* WORK INSTRUCTION *
All lines from the one containing "Reviewer note: confirm that every instance of the hockey" through the last line below must be duplicated exactly, with nothing outside that span.

......

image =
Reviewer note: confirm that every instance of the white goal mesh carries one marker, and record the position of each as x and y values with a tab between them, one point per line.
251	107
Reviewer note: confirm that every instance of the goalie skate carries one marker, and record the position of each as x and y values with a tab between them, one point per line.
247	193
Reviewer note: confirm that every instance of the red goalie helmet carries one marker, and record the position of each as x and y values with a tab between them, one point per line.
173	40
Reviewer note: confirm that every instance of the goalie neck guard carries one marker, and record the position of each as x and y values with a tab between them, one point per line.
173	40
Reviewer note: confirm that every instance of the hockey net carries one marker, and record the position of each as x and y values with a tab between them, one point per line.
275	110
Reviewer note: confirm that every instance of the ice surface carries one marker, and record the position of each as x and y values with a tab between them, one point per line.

......

* OUTPUT BELOW *
Reviewer note: confirm that every instance of the hockey net carries one marker, and record the position of each as x and y values with a tab between them, one point per line.
275	110
Reviewer note: confirm that every instance of the ice surface carries one marker, and record the position of each as x and y values with a tab between them, one point per line.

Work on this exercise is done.